### What to work on
What follows is a block of records; restate each one word for word.

Natural-language object grounding data:
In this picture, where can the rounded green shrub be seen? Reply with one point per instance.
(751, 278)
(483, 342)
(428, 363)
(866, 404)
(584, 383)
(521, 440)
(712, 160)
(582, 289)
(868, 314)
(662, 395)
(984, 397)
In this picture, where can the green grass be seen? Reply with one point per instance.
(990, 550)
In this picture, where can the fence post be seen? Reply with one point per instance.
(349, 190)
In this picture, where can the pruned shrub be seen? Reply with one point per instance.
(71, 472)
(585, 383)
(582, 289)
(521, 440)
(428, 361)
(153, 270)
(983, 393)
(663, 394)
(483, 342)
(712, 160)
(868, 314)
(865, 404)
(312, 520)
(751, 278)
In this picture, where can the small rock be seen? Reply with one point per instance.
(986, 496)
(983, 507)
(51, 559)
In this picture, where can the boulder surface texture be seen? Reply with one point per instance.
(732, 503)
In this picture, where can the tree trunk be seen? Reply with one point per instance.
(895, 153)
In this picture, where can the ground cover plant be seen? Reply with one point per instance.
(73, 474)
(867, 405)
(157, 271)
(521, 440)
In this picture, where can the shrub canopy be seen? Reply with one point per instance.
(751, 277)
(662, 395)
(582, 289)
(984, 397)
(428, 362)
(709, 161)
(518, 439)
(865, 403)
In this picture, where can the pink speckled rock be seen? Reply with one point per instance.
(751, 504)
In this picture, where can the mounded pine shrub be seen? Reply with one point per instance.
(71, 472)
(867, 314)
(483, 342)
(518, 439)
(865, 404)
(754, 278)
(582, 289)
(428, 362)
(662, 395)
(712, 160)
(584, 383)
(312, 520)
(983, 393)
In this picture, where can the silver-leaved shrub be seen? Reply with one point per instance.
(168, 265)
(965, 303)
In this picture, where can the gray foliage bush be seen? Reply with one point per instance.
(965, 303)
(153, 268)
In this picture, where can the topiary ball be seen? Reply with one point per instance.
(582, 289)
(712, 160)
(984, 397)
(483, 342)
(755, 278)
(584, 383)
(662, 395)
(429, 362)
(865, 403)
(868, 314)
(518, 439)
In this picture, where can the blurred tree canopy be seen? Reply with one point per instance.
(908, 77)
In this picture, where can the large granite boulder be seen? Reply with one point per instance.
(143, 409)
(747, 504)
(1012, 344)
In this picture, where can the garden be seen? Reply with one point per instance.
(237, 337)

### Reply
In this picture, where can the rounded green shrub be seen? Reply with one point per instance.
(751, 278)
(483, 342)
(428, 363)
(866, 404)
(584, 383)
(521, 440)
(712, 160)
(582, 289)
(868, 314)
(662, 395)
(984, 397)
In this picture, where can the green grass be seen? Reply with one point per instance.
(990, 550)
In this picture, where can the fence post be seen? Reply with one point per instance.
(349, 190)
In this picture, where can the pruned shrub be seen? Reply with one point per instance.
(71, 472)
(585, 383)
(582, 289)
(521, 440)
(428, 361)
(153, 270)
(983, 393)
(663, 394)
(483, 342)
(712, 160)
(868, 314)
(865, 404)
(312, 520)
(751, 278)
In this picture, where can the small rock be seen? Reply with one point per instance.
(986, 496)
(983, 507)
(51, 559)
In this picture, where can the boulder surface texture be seen? Reply with one point per instance.
(732, 503)
In this picture, where can the tree trunk be seen? Reply with one point per instance.
(895, 153)
In this picture, where can the ground cover plant be seen? Reply with one point per instance.
(73, 474)
(867, 405)
(157, 271)
(521, 440)
In this picture, where can the shrub canopy be seen? Reply with one point per instance.
(751, 277)
(662, 395)
(582, 289)
(984, 397)
(428, 362)
(709, 161)
(518, 439)
(865, 403)
In this picture, where can the pink speckled rock be seen? Reply with one point per instance.
(751, 504)
In this picture, where can the mounded pine shrub be seen? Reply with one point per instance.
(71, 472)
(867, 314)
(483, 342)
(518, 439)
(865, 404)
(754, 278)
(582, 289)
(428, 362)
(662, 395)
(712, 160)
(584, 383)
(312, 520)
(983, 393)
In this picture, where can the silver-leaved shrub be seen? Reply with one point per instance.
(168, 265)
(965, 303)
In this picture, where can the gray foliage bush be seen? Reply with one point per instance.
(965, 303)
(153, 268)
In this picture, where can the topiary ball be seen? Reply with one point per instance.
(582, 289)
(712, 160)
(984, 397)
(483, 342)
(755, 278)
(584, 383)
(662, 395)
(429, 362)
(865, 403)
(868, 314)
(518, 439)
In this picture, where can the blurred tree canopy be seen? Reply with one point per instance.
(908, 77)
In this picture, where can the large granite boulder be seen? Reply with one point per instance.
(143, 409)
(747, 504)
(1012, 344)
In this picture, where can the garden be seen? Reply with one point per instance.
(237, 337)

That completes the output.